Verilen Metin –
───
Gazeteler, televizyonlar, radyolar, internet belli bir hürriyet ortamı içinde yayın yapabilirler. Dolayısıyla hürriyetlerin varlığı ve genişletilmesi en fazla bu işleri yapanlar için lâzımdır. Hürriyetlerin kısıtlanması da en ziyade bu meslek guruplarının meselesidir.
Her gazeteci ve televizyoncu verdiği haber, yaptığı yorum ve değerlendirmelerin yanı sıra özgürlükler hakkında son derece hassas ve titiz olmak zorundadır. Çünkü özgürlüğün yitirilmesi durumunda gazetecilik yapılmasına imkân kalmaz.
Elbette demokrasideki 4’ncü kuvvet olarak kabul edilen “basın”, sadece kendini ilgilendiren konularda değil; bireyi ve toplumu ilgilendiren her mevzuda hürriyetlerin kazanılması, korunması ve geliştirilmesini en evvel ve her şeyden, herkesten fazla takip etmek, talep etmek zorundadır.
Bütün medyadan beklenen bu olduğu halde medya bu vazifesini ne kadar yapıyor? Medya özgürlükler konusunda ne kadar hassas, titiz ve tarafsız?
Ne yazık ki medyada özgürlükler konusunda tam bir mutabakat göremiyoruz.
Bir kısım medya için “özgürlük” demek “türban özgürlüğü” demektir. Onlara göre, serbestliği engellenen tek bir nesne vardır “türban”! Bunun dışında Türkiye’de baskı altında olan, engellenen hiçbir hürriyet söz konusu değildir!
Bu konuda, Millî Gazete’nin yayınları son derece dikkat çekicidir: Bu gazete, neredeyse her gün ülkenin bir yerlerinde “başörtüsünün engellendiğini”, “başörütülülere zulüm yapıldığını” gazete sayfalarına taşır.
Bu gazeteye göre;
Ülkede fikir özgürlüğü konusunda bir sorun yoktur…
Kadınların, çocukların hakları hususunda bir sıkıntı yoktur…
Eğitim hakkı konusunda bir mesele yoktur…
Düşüncelerinden dolayı 79 gazeteci tutuklu değildir…
Yargılamaların hakkaniyeti mevzuunda bir problem yoktur…
Millî Gazete için varsa yoksa “türban” özgürlüğü meselesi söz konusudur.
───
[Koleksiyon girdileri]

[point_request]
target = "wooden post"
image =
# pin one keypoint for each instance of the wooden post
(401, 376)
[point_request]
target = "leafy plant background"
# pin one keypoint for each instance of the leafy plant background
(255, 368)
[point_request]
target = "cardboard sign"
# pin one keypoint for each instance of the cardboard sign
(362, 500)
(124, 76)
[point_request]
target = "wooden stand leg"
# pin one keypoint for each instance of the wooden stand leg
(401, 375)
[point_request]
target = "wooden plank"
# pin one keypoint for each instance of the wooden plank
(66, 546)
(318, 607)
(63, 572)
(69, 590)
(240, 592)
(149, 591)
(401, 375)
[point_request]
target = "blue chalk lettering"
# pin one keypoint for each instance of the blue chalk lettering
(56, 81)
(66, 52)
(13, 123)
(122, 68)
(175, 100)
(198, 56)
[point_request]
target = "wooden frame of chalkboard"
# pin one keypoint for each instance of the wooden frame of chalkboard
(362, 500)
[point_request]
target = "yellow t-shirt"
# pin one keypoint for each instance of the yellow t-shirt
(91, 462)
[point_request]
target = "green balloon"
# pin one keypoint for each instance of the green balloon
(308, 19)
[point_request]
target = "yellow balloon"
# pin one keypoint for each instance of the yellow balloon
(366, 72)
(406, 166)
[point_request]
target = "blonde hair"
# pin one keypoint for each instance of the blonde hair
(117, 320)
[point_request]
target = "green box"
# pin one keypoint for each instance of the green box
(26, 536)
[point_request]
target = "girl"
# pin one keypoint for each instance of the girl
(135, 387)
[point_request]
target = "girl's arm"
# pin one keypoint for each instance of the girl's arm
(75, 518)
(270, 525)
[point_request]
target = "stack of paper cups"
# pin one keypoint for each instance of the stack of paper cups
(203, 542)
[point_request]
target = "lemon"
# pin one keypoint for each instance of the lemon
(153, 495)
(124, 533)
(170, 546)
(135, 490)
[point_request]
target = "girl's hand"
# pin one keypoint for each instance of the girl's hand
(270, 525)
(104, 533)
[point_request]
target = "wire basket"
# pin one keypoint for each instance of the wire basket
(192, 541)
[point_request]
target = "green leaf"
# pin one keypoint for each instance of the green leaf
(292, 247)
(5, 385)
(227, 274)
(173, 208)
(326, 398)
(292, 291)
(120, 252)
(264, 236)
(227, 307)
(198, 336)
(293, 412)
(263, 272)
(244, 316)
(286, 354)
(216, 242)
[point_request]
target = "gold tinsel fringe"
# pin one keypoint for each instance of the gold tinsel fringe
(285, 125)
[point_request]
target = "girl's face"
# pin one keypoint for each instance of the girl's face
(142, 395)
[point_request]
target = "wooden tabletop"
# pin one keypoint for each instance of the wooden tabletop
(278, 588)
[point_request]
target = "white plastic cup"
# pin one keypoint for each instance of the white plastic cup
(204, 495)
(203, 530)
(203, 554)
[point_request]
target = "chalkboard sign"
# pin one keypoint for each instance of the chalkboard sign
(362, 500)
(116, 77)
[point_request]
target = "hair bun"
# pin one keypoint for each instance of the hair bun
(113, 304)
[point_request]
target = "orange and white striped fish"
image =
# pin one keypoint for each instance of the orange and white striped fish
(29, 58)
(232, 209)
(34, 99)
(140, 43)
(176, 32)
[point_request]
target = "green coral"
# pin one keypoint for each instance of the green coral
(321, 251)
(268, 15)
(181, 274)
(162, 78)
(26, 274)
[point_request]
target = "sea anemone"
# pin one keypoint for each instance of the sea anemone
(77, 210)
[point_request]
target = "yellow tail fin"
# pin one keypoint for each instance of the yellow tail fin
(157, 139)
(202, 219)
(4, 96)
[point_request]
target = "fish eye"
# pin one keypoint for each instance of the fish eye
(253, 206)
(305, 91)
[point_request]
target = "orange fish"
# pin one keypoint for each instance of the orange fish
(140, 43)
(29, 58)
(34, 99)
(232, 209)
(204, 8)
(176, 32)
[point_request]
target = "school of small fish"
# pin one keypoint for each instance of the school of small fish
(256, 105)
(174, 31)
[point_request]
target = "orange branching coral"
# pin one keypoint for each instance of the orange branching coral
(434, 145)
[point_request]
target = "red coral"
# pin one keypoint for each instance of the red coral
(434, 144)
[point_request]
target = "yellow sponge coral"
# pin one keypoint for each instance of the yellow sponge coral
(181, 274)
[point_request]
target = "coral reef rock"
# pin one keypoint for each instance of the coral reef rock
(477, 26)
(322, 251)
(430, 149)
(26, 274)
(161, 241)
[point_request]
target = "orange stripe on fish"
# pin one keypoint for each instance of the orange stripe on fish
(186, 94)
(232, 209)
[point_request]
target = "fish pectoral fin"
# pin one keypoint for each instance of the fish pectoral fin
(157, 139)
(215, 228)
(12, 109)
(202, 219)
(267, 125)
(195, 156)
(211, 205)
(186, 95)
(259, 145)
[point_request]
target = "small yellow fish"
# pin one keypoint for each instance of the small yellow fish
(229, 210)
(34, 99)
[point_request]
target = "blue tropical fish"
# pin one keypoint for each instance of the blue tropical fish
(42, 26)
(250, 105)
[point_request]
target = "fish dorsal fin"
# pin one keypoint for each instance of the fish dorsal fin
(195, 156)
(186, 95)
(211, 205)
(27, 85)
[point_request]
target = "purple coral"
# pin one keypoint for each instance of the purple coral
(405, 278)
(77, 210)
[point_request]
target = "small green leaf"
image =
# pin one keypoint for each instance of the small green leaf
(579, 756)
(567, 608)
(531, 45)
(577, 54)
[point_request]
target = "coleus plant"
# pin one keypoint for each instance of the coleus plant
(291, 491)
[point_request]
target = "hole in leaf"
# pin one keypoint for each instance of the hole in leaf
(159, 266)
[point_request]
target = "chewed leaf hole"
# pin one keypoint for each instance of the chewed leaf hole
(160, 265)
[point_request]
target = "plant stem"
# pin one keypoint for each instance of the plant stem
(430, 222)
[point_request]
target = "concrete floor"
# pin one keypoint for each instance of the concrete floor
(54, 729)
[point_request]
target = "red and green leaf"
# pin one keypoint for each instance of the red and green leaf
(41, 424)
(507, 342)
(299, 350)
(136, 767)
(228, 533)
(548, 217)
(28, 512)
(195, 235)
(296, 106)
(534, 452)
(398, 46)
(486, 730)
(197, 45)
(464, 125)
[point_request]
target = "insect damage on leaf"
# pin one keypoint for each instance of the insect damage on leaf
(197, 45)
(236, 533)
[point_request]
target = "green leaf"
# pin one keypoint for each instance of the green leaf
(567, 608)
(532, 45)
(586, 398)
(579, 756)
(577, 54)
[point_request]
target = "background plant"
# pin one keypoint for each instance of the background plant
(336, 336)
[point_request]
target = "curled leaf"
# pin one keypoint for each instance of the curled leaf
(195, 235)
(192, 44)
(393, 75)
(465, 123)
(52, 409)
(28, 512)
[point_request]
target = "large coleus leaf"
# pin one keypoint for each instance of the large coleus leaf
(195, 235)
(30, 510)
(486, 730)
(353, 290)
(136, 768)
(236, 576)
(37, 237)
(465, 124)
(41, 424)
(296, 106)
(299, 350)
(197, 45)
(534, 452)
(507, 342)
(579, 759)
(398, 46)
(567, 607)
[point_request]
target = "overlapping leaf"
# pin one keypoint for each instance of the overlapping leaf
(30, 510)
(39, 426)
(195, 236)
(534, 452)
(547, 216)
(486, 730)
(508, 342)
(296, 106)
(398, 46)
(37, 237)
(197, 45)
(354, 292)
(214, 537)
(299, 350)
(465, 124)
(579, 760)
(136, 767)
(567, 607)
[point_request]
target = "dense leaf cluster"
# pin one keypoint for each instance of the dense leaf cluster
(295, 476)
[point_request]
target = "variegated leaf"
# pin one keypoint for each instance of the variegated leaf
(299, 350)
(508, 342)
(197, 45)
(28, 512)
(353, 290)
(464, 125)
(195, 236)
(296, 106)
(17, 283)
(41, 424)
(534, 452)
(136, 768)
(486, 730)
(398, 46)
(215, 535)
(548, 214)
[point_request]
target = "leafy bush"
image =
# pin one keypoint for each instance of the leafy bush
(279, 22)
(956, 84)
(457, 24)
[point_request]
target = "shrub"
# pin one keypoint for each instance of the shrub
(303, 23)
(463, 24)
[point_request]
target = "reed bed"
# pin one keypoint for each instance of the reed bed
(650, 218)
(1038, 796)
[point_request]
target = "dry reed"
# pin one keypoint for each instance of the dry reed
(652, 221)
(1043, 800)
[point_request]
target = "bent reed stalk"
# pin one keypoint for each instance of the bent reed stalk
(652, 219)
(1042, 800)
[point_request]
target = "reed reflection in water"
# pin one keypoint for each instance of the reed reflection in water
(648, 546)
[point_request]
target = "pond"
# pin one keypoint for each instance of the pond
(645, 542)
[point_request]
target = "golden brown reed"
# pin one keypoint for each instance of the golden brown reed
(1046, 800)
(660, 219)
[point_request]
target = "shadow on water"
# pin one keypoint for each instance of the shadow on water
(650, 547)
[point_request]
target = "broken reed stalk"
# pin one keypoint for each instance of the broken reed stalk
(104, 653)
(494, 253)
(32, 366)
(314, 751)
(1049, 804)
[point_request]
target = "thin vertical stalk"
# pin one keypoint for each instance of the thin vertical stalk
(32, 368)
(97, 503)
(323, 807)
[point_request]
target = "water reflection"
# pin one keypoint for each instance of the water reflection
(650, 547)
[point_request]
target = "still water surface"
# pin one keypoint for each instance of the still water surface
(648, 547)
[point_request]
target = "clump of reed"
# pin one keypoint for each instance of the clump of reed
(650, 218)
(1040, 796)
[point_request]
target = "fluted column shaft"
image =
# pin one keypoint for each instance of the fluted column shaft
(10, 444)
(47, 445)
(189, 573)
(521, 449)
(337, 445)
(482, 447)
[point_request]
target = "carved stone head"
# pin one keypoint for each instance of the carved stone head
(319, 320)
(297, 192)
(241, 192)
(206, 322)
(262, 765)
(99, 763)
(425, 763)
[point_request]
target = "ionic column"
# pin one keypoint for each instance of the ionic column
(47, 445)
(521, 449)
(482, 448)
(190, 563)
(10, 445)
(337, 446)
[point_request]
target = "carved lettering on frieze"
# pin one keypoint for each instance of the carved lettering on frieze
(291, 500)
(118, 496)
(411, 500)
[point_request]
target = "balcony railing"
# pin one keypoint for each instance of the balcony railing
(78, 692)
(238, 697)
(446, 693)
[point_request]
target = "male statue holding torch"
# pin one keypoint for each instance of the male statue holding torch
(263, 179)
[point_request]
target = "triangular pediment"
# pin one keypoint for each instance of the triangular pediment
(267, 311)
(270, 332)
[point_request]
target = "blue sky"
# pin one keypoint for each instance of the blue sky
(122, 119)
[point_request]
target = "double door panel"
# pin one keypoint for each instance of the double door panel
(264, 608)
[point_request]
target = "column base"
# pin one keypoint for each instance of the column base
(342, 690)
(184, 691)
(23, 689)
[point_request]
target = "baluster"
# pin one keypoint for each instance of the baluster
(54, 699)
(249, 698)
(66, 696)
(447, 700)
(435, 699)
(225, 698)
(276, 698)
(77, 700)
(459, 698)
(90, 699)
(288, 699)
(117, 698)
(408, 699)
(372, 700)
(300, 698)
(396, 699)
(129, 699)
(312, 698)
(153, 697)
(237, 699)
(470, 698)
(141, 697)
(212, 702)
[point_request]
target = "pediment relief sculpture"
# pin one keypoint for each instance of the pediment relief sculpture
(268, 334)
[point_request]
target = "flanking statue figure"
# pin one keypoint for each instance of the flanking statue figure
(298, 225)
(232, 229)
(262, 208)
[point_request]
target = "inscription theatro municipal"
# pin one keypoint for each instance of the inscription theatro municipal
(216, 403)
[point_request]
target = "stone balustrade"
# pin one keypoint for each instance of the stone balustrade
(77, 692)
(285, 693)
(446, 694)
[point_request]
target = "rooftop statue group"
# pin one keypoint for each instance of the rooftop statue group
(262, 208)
───
İstenenler –
1: Medya ve özgürlükler yazısının "Ne yazık ki" ile başlayıp "gazete sayfalarına taşır." ifadesine kadar süren bölümünü hiçbir değişiklik yapmadan yazınız.
2: Medya ve özgürlükler yazısını son cümlesinden sonra gelecek şekilde sürdürünüz.

Alıştırma Cevapları –
1:
Ne yazık ki medyada özgürlükler konusunda tam bir mutabakat göremiyoruz.
Bir kısım medya için “özgürlük” demek “türban özgürlüğü” demektir. Onlara göre, serbestliği engellenen tek bir nesne vardır “türban”! Bunun dışında Türkiye’de baskı altında olan, engellenen hiçbir hürriyet söz konusu değildir!
Bu konuda, Millî Gazete’nin yayınları son derece dikkat çekicidir: Bu gazete, neredeyse her gün ülkenin bir yerlerinde “başörtüsünün engellendiğini”, “başörütülülere zulüm yapıldığını” gazete sayfalarına taşır.

2:
Hakkını yemeyelim… Millî Gazete, türban özgürlüğü konusunda gayet tutarlı yayın yapıyor… Gördüğü aksaklıkları manşetlerine taşıyor. Türban konusunda aynı hassasiyeti gösterdiğini iddia eden diğer gazetelerde ise bu tutarlılığı göremiyoruz. Zaman, Yeni Şafak, Star, Akit, Türkiye, Bugün gibi gazeteler, “türban özgürlüğü” sıkıntısı iktidara dokunuyorsa vaziyeti es geçiyor, görmezlikten geliyorlar.
Bu konudaki son örnek şu:
23 Nisan kutlamalarında, TBMM’nde türbanlı olarak oturan Sayıştay üyesi hanım, görevlilerce dışarı çıkartılmış.
Bu haberi Millî Gazete manşetine taşıdı. Fakat daha önce “türbana özgürlük” isteyen, yukarıda sıraladım malum gazeteler bu “vahim türban saldırısını” görmezden geldiler.
Neden?
Çünkü TBMM idaresi iktidarda…
TBMM görevlilerinin “türban özgürlüğü”ne yaptıkları müdahaleyi yazarlarsa iktidara zarar vereceklerini düşünmüş olmalılar!
Bu arkadaşlar, yıllardır peşinde koştukları, uğruna yüzlerce manşet attıkları, ekranlarda saatler boyunca “mücadelesini verdikleri” “türban özgürlüğü” hakkında tutarlı ve takipçi olamıyorlar… Bunların “okumuşluk”larından ne çıkar?
Bunların “basın” mensubu olmaları ne ifade eder?
Bunların her yanı “özgürlük” olsa… Sabah-akşam özgürlük yazsalar ne hükmü olur, kim inanır, kimi etkiler?
Teslimiyetin, yandaşlığın bu kadarı…
“İnsan”ı düşürdüğü durum…
Acınası!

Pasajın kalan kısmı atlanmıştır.